[Task objective]: Please copy the passage on the shipyard landfill's migrating methane, beginning at the words "Forman says the" and stopping after "and government regulators.", and swap "neighborhood activists" for "community groups".

[Given passage]:
After some research into the migrating methane problem, the Navy initially proposed the installation of several high-temperature thermal units that would collect and burn the gas. Burning, certainly, is not an uncommon method of disposing of landfill gas. But because of the amount and types of chemicals apparently dumped in the shipyard landfill, this migrating methane was almost certain to bring other toxins out of the ground with it. And burning those chemicals in the basic equivalent of a toxic waste incinerator would likely create something known as dioxins, chemical compounds that can cause skin disease, liver damage, and, in some cases, cancer.

Forman says the Navy's original plan called for using the most advanced technology available to burn or capture some 99 percent of the dioxins. The proposal sparked extraordinarily negative responses from neighborhood activists, environmentalists, and government regulators.

[Data extract]:
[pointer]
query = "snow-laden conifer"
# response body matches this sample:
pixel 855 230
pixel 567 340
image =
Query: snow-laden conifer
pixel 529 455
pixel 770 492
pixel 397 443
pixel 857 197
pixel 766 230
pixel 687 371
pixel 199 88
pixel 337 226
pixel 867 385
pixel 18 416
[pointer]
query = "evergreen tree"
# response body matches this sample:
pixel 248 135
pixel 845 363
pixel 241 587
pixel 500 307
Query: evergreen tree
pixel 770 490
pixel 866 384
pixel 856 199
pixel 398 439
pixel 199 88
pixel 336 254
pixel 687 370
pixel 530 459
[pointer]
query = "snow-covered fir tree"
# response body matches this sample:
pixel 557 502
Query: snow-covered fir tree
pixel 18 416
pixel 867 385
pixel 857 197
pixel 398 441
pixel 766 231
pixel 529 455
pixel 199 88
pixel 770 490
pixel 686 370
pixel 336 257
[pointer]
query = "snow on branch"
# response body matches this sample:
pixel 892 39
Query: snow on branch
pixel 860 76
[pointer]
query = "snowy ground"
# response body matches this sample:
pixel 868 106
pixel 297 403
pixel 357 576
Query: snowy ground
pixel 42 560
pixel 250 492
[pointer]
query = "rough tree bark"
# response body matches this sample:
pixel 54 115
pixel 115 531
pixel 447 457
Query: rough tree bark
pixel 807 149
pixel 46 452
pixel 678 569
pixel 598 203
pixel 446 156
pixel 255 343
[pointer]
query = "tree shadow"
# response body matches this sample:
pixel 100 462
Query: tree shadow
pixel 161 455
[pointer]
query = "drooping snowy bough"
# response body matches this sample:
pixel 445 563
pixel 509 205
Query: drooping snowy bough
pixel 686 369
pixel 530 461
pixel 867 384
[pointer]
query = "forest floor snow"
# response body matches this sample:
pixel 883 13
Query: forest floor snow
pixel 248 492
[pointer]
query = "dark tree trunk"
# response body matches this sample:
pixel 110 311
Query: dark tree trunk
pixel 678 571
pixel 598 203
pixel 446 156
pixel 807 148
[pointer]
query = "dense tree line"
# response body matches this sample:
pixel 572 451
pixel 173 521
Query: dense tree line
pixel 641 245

[Response to the task]:
Forman says the Navy's original plan called for using the most advanced technology available to burn or capture some 99 percent of the dioxins. The proposal sparked extraordinarily negative responses from community groups, environmentalists, and government regulators.